- Given data -
============================================================
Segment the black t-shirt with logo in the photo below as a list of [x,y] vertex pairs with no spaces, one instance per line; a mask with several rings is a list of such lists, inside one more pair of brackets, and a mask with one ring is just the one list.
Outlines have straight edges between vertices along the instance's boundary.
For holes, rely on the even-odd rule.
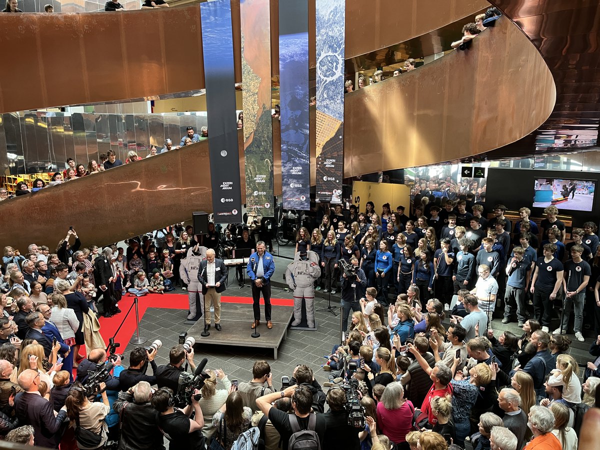
[[553,258],[550,262],[546,262],[544,257],[538,258],[535,263],[538,268],[538,279],[535,287],[546,290],[553,290],[556,283],[556,272],[561,272],[563,265],[556,258]]
[[567,291],[572,292],[577,290],[583,283],[583,277],[586,275],[591,276],[592,269],[590,265],[585,261],[576,263],[572,259],[569,259],[565,262],[563,275],[566,280]]

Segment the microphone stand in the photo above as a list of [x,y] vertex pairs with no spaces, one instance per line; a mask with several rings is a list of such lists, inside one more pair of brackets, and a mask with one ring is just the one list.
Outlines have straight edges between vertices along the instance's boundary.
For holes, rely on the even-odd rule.
[[[562,311],[560,311],[560,334],[563,334],[562,323],[563,323],[563,319],[565,318],[565,309],[566,307],[566,293],[569,292],[569,281],[570,280],[571,280],[571,271],[569,271],[569,273],[567,274],[566,276],[566,289],[565,289],[565,298],[563,298],[562,301],[562,306],[563,306]],[[568,324],[567,324],[567,328],[568,328],[568,326],[569,325]],[[566,329],[565,330],[565,333],[566,332]]]

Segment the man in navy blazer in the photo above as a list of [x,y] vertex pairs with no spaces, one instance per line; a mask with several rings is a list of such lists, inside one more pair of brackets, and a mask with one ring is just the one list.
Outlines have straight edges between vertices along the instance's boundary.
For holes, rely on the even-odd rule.
[[37,371],[26,369],[17,381],[25,391],[14,398],[14,410],[20,424],[34,427],[37,446],[58,448],[64,431],[62,424],[67,418],[67,407],[63,406],[55,416],[52,404],[40,395]]
[[271,321],[271,277],[275,273],[275,261],[273,255],[265,251],[265,242],[259,241],[256,243],[256,251],[250,255],[247,272],[252,280],[252,299],[254,300],[253,309],[254,321],[251,328],[260,325],[260,293],[265,299],[265,319],[266,328],[271,329],[273,323]]
[[52,314],[52,310],[45,303],[41,303],[35,307],[35,311],[41,313],[41,315],[44,316],[44,324],[41,327],[41,331],[44,333],[44,335],[50,340],[52,340],[52,338],[55,338],[56,342],[60,343],[61,348],[58,352],[64,357],[64,359],[62,361],[62,370],[66,370],[69,373],[69,374],[71,376],[71,382],[72,383],[74,379],[73,369],[73,357],[74,355],[71,351],[71,347],[65,343],[62,336],[61,335],[61,332],[58,331],[56,325],[50,319],[50,316]]
[[221,328],[221,293],[225,290],[227,281],[227,266],[222,259],[215,257],[212,248],[206,250],[206,259],[200,262],[198,281],[202,285],[204,296],[204,331],[211,328],[211,302],[215,308],[215,329]]

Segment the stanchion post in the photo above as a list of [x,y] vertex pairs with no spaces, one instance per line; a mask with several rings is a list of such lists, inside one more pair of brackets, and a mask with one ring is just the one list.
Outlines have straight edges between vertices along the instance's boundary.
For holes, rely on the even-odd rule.
[[143,344],[148,340],[148,339],[145,337],[140,337],[140,313],[137,310],[138,299],[139,299],[137,295],[133,299],[133,304],[136,307],[136,332],[137,334],[137,336],[131,340],[131,343],[134,344],[135,345]]

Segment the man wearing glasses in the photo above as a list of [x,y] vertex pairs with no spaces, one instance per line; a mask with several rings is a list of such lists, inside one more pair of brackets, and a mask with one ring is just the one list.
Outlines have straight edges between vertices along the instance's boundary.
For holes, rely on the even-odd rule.
[[25,391],[14,398],[14,410],[20,424],[34,427],[36,445],[58,448],[62,437],[59,430],[67,418],[67,407],[63,406],[55,416],[52,404],[40,395],[40,374],[37,370],[24,370],[17,382]]

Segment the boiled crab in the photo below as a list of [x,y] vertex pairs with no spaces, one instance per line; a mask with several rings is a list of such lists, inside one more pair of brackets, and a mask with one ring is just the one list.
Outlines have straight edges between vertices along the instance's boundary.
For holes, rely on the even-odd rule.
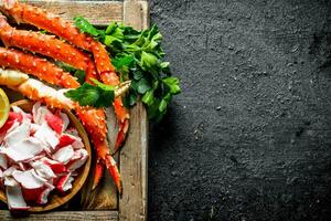
[[[0,65],[2,67],[18,70],[65,88],[76,88],[79,86],[79,83],[70,73],[64,72],[62,69],[38,55],[17,49],[9,49],[14,46],[62,61],[83,70],[86,72],[86,82],[90,82],[90,77],[94,77],[102,80],[103,83],[108,85],[119,85],[119,77],[115,73],[105,46],[87,34],[81,33],[70,22],[40,8],[20,3],[15,0],[0,0],[0,10],[7,15],[14,18],[18,23],[35,25],[55,34],[62,40],[66,40],[64,42],[47,34],[17,30],[7,23],[4,17],[0,17],[0,39],[7,46],[0,48]],[[77,48],[90,52],[93,59],[85,51]],[[0,75],[0,83],[2,81],[2,84],[14,87],[25,96],[46,103],[50,106],[74,109],[97,151],[93,188],[98,183],[105,165],[113,176],[118,191],[121,192],[120,176],[116,162],[110,155],[106,138],[107,128],[103,109],[82,107],[63,95],[65,90],[55,91],[38,80],[30,78],[28,75],[10,71],[9,73],[4,70],[0,72],[2,73],[2,80]],[[22,77],[24,81],[18,83],[19,77]],[[127,85],[125,88],[128,88]],[[124,91],[120,90],[120,92]],[[120,96],[115,98],[114,107],[119,122],[119,133],[115,145],[115,150],[117,150],[125,140],[128,131],[129,113],[124,107]]]
[[0,135],[4,135],[0,185],[6,187],[10,210],[28,210],[26,202],[45,204],[52,190],[66,193],[88,158],[66,114],[53,113],[41,103],[34,104],[31,114],[13,106]]

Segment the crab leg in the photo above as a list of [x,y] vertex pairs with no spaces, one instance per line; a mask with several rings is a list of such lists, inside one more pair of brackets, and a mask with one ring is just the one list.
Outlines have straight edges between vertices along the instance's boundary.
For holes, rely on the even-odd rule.
[[[79,83],[73,76],[60,67],[56,67],[54,64],[17,50],[0,48],[0,65],[33,74],[49,83],[60,85],[65,88],[76,88],[79,86]],[[30,86],[30,84],[28,86]],[[34,87],[26,91],[33,92],[33,94],[30,96],[31,98],[33,98],[33,95],[38,94],[39,92],[38,90],[34,90]],[[21,93],[26,95],[26,93]],[[75,110],[87,133],[89,134],[93,143],[95,144],[98,157],[100,157],[105,165],[109,165],[107,162],[107,160],[109,160],[107,155],[110,156],[110,154],[106,138],[107,128],[105,124],[106,119],[104,110],[88,107],[79,107]],[[100,156],[99,152],[105,154]],[[110,175],[113,173],[110,172]],[[114,181],[116,183],[118,182],[116,180],[118,177],[119,176],[114,177]],[[99,178],[96,177],[95,182],[97,183],[98,180]],[[118,186],[118,191],[121,191],[120,186]]]
[[9,25],[0,14],[0,38],[6,46],[17,46],[31,52],[51,56],[86,72],[86,78],[97,78],[95,65],[90,57],[78,49],[55,36],[33,31],[17,30]]
[[[0,10],[12,15],[17,22],[30,23],[40,29],[47,30],[76,46],[90,51],[103,82],[113,86],[118,85],[119,80],[111,65],[109,55],[99,42],[81,33],[79,30],[70,22],[40,8],[20,3],[17,0],[1,0],[0,2]],[[122,145],[128,131],[129,112],[124,107],[120,98],[114,102],[114,107],[119,122],[119,131],[115,146],[116,151]]]
[[79,86],[70,73],[64,72],[53,63],[14,49],[0,48],[0,66],[20,70],[63,87],[68,87],[68,85]]

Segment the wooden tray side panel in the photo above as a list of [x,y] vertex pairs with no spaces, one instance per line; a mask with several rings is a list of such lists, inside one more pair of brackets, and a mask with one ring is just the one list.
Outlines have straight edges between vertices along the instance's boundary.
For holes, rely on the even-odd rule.
[[122,2],[120,1],[28,0],[26,2],[60,14],[67,21],[73,21],[76,15],[84,15],[96,25],[108,25],[110,21],[122,21]]
[[47,213],[32,213],[26,218],[13,218],[8,210],[0,212],[0,220],[14,221],[118,221],[117,211],[56,211]]
[[[138,30],[149,28],[148,2],[125,1],[124,23]],[[124,192],[119,199],[119,220],[143,221],[147,219],[148,118],[142,103],[130,115],[129,135],[120,151]]]

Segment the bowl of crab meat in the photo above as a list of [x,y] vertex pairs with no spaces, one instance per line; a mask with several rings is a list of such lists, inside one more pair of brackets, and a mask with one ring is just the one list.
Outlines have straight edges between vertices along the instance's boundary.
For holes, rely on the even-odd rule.
[[68,110],[26,99],[11,105],[0,128],[0,200],[11,211],[57,208],[83,187],[90,146]]

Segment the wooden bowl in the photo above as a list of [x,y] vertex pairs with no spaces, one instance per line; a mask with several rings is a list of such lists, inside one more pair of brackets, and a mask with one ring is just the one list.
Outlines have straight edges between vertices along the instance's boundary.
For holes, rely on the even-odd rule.
[[[19,106],[24,112],[31,113],[33,103],[28,99],[21,99],[21,101],[12,103],[11,106]],[[87,134],[86,134],[83,125],[81,124],[81,122],[77,119],[77,117],[74,114],[72,114],[70,110],[66,110],[66,109],[63,109],[63,112],[68,116],[71,125],[78,130],[78,134],[85,145],[85,149],[88,152],[88,159],[85,162],[85,165],[78,169],[78,176],[75,178],[75,180],[73,182],[73,188],[67,194],[58,196],[56,193],[51,193],[51,196],[49,197],[49,202],[45,206],[31,207],[29,210],[31,212],[44,212],[47,210],[53,210],[53,209],[66,203],[81,190],[81,188],[83,187],[83,185],[88,176],[92,155],[90,155],[90,145],[88,141]],[[3,202],[7,202],[6,192],[2,189],[0,189],[0,200],[2,200]]]

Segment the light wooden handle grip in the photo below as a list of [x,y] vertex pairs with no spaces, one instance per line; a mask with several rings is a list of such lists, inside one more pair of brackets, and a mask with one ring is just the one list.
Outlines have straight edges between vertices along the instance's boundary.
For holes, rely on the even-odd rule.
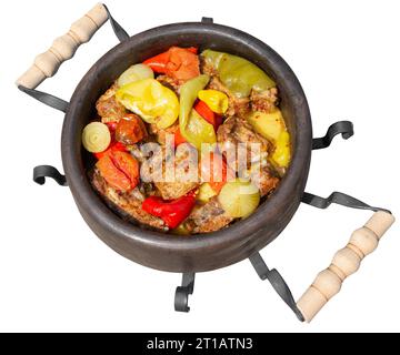
[[57,38],[47,52],[34,59],[32,67],[17,80],[17,87],[34,89],[44,79],[54,75],[62,62],[71,59],[78,47],[88,42],[107,19],[104,6],[96,4],[86,16],[72,23],[68,33]]
[[330,266],[317,275],[298,301],[297,306],[307,322],[340,291],[344,278],[359,270],[361,261],[377,248],[379,240],[393,222],[390,213],[379,211],[363,227],[351,234],[348,245],[334,254]]

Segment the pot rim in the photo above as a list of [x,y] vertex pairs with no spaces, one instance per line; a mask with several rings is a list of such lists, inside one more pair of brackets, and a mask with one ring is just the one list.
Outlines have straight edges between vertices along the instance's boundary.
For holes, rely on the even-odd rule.
[[[87,79],[96,78],[98,67],[101,67],[102,63],[110,60],[112,53],[119,49],[131,47],[132,43],[143,41],[148,38],[160,37],[161,32],[176,31],[178,33],[182,29],[188,31],[199,31],[204,36],[207,36],[209,31],[217,31],[220,34],[231,37],[232,40],[240,42],[241,45],[252,47],[252,51],[259,52],[264,58],[267,58],[266,60],[268,60],[269,64],[273,67],[273,72],[280,72],[280,77],[284,78],[287,81],[283,84],[288,84],[288,88],[290,88],[290,100],[296,100],[297,110],[299,111],[299,114],[297,115],[299,121],[296,122],[296,129],[299,130],[299,128],[302,128],[302,130],[306,130],[304,134],[298,134],[297,136],[296,144],[292,146],[293,154],[290,166],[284,178],[281,180],[278,189],[264,203],[262,203],[256,210],[254,213],[252,213],[248,219],[243,221],[237,221],[232,225],[220,231],[207,234],[194,234],[190,235],[189,237],[180,235],[170,236],[162,232],[144,230],[132,223],[123,221],[116,213],[113,213],[91,187],[87,176],[82,176],[81,173],[77,173],[81,172],[84,166],[82,162],[77,161],[74,158],[77,154],[77,148],[74,144],[72,144],[74,139],[70,136],[71,132],[73,132],[73,118],[77,113],[74,102],[87,91],[87,87],[84,85]],[[278,87],[281,84],[282,82],[278,82]],[[86,213],[89,213],[93,221],[102,224],[109,230],[110,233],[116,233],[121,237],[134,239],[137,242],[144,243],[149,246],[157,245],[157,247],[164,250],[173,248],[196,251],[196,248],[204,247],[210,244],[224,244],[229,241],[232,241],[233,239],[242,239],[244,236],[254,234],[259,230],[268,227],[268,214],[277,209],[277,205],[282,201],[289,201],[289,199],[294,197],[298,199],[299,204],[301,196],[291,196],[290,192],[293,190],[296,184],[302,183],[300,176],[296,176],[294,174],[296,172],[301,171],[301,169],[304,169],[304,164],[307,165],[306,170],[308,175],[311,156],[311,143],[312,125],[306,94],[291,68],[273,49],[257,38],[231,27],[203,22],[179,22],[156,27],[134,34],[128,40],[113,47],[103,57],[101,57],[96,64],[92,65],[92,68],[81,79],[71,98],[62,128],[61,151],[67,181],[76,203],[80,210],[83,209]],[[78,153],[81,154],[81,152]],[[304,182],[302,183],[303,185],[301,186],[301,191],[304,191],[307,176],[303,181]]]

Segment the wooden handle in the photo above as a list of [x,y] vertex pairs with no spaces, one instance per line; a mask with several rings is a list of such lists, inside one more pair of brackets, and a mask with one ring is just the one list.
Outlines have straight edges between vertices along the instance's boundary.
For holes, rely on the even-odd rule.
[[297,306],[307,322],[340,291],[344,278],[359,270],[361,261],[377,248],[379,240],[393,222],[390,213],[379,211],[363,227],[351,234],[348,245],[334,254],[330,266],[317,275],[298,301]]
[[94,6],[86,16],[72,23],[68,33],[57,38],[47,52],[34,59],[32,67],[17,80],[17,87],[34,89],[44,79],[54,75],[62,62],[71,59],[78,47],[88,42],[107,19],[104,6]]

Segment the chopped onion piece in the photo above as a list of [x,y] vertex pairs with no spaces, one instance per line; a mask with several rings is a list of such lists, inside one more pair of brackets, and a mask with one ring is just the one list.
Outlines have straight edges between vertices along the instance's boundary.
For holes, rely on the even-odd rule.
[[89,123],[82,132],[82,144],[91,153],[100,153],[108,149],[111,134],[108,126],[101,122]]

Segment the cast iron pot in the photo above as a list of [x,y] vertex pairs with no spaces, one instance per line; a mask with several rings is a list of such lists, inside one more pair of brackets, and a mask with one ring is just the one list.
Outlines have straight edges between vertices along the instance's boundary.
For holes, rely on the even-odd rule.
[[[108,19],[122,43],[110,50],[84,75],[70,103],[34,90],[46,78],[53,75],[64,60],[72,58],[78,47],[88,42]],[[97,99],[129,65],[163,52],[171,45],[196,45],[200,51],[211,48],[247,58],[259,65],[278,83],[281,109],[291,134],[292,161],[272,196],[247,220],[216,233],[166,235],[124,222],[97,195],[87,176],[87,170],[94,160],[82,150],[81,133],[96,115]],[[69,185],[83,219],[104,243],[121,255],[146,266],[183,273],[182,286],[176,291],[177,311],[189,311],[188,295],[193,292],[196,272],[211,271],[249,257],[259,276],[270,281],[298,318],[309,322],[339,292],[342,281],[359,268],[361,260],[377,247],[394,222],[389,210],[371,206],[341,192],[333,192],[327,199],[303,192],[311,149],[329,146],[332,138],[339,133],[344,139],[350,138],[353,134],[352,123],[336,122],[326,136],[312,140],[307,100],[288,64],[256,38],[213,24],[211,19],[163,26],[130,38],[112,19],[107,7],[98,3],[73,22],[68,33],[56,39],[47,52],[36,58],[33,65],[17,80],[17,85],[39,101],[66,112],[61,140],[66,176],[53,166],[40,165],[33,170],[33,180],[43,184],[46,178],[52,178],[61,185]],[[331,265],[319,273],[296,303],[284,280],[277,270],[268,268],[258,251],[280,234],[300,201],[319,209],[337,203],[374,211],[374,214],[364,226],[352,233],[349,244],[334,254],[334,267]]]
[[[69,103],[34,90],[46,78],[53,75],[64,60],[72,58],[78,47],[88,42],[108,19],[121,43],[89,70]],[[278,189],[251,216],[214,233],[168,235],[127,222],[94,192],[87,174],[93,158],[82,149],[81,135],[82,129],[96,118],[96,101],[128,67],[172,45],[197,47],[200,52],[204,49],[228,52],[260,67],[277,82],[280,106],[291,135],[292,159]],[[67,34],[56,39],[47,52],[39,54],[17,84],[36,99],[66,112],[61,136],[66,176],[54,168],[42,166],[52,173],[39,173],[34,180],[43,183],[44,176],[56,176],[59,183],[68,183],[80,213],[92,231],[116,252],[137,263],[182,273],[228,266],[273,241],[300,204],[312,149],[306,95],[284,60],[248,33],[202,19],[201,22],[173,23],[129,37],[106,6],[99,3],[76,21]]]
[[[221,231],[166,235],[126,222],[93,191],[87,178],[81,133],[94,116],[97,99],[131,64],[171,45],[198,47],[243,57],[276,80],[281,109],[292,140],[292,161],[276,192],[248,219]],[[84,221],[119,254],[158,270],[202,272],[228,266],[264,247],[286,227],[297,211],[308,178],[312,129],[306,95],[292,70],[269,45],[237,29],[203,22],[157,27],[121,42],[83,77],[66,114],[61,151],[68,184]]]

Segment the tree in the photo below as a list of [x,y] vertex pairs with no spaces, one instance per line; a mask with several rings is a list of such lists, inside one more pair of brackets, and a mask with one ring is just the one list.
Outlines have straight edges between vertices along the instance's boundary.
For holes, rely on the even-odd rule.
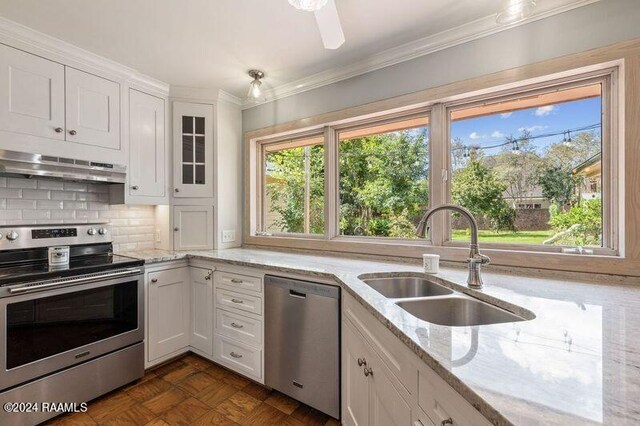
============================================================
- Written instruction -
Which lines of the records above contain the string "bowl"? Return each of those lines in full.

- Output of the task -
Segment the bowl of crab meat in the photo above as a list of [x,y] vertex pairs with no spaces, one instance per line; a mask with several rings is a list of such lists, inside one more pair of brackets, and a mask with one ring is just the one list.
Segment the wooden bowl in the photo above as a list of [x,y] vertex pairs with no spaces, one instance per line; a mask with several rings is a list of such lists, inside one more pair of brackets, and a mask with one ring is just the one list.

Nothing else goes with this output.